*Requirement 1:*
In the text on Bill S-216, which riding does Philip Lawrence represent?
*Requirement 2:*
Rewrite the portion of the text on Bill S-216 starting at "Bill S-216 Creates" and ending at "legislation, Bill S-216.", substituting "the charities bill" for each occurrence of "Bill S-216".
*Requirement 3:*
Extend the speech on Bill S-216 beyond its last sentence.
──────── Text extract
Bill S-216 Creates the Concept of Resource Accountability | MP Philip Lawrence
On May 16, 2022 MP Philip Lawrence spoke in support of Senator Omidvar’s Bill S-216, the Effective and Accountable Charities Act. Watch his speech:
Mr. Philip Lawrence (Northumberland—Peterborough South, CPC) moved that Bill S-216, An Act to amend the Income Tax Act (use of resources of a registered charity), be read the second time and referred to a committee.
He said: Mr. Speaker, it gives me great joy and pleasure to rise in this House to talk about a very important piece of legislation, Bill S-216.
I do, at the outset, want to talk about the budget implementation act, as well as the budget, because it claims to want to have the spirit of Bill S-216 within the budget and the eventual budget implementation act. Unfortunately, it has fallen a bit short. It is too prescriptive by nature, but as is my nature, I want to be positive. I am going to talk about Bill S-216 and the positives it has.
────────────────
──────── Given information
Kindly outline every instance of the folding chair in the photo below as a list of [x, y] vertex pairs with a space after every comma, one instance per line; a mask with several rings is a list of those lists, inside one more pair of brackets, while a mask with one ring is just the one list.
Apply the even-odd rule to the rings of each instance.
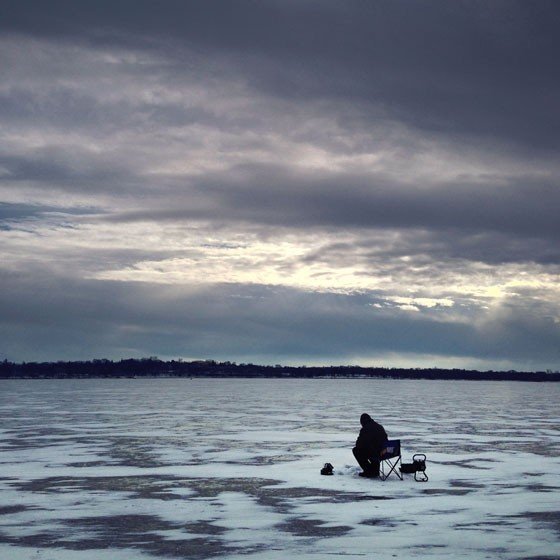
────────────────
*Task response 1:*
Northumberland—Peterborough South

*Task response 2:*
the charities bill Creates the Concept of Resource Accountability | MP Philip Lawrence
On May 16, 2022 MP Philip Lawrence spoke in support of Senator Omidvar’s the charities bill, the Effective and Accountable Charities Act. Watch his speech:
Mr. Philip Lawrence (Northumberland—Peterborough South, CPC) moved that the charities bill, An Act to amend the Income Tax Act (use of resources of a registered charity), be read the second time and referred to a committee.
He said: Mr. Speaker, it gives me great joy and pleasure to rise in this House to talk about a very important piece of legislation, the charities bill.

*Task response 3:*
Perhaps members of the government are listening and they can look to amending the BIA to encourage and enlist some of the great, positive characteristics of Bill S-216, such as a focus and responsibility on accountability, transparency and support for our charitable sectors. Instead of depending on form, as the BIA currently does, why not focus on substance, as Bill S-216 does? I am an eternal optimist, and I am hoping members of the government will listen to my speech and hear some of the positive characteristics of Bill S-216, and perhaps amend the BIA to include some of those positive characteristics.
Before I get into the substance of my speech, I want to say a big thanks. This legislation, being Bill S-216, comes from the upper House, the Senate, and it is brought by Senator Ratna Omidvar. Senator Omidvar is a tremendous asset for Canada. She is working night and day, tirelessly, trying to help the people of Canada. Bill S-216 is the latest work product of her tireless efforts. I want to give a big tip of the cap to the senator for her fabulous work in helping charities and non-profits across Canada. I thank the senator for drafting this bill and allowing me to present it.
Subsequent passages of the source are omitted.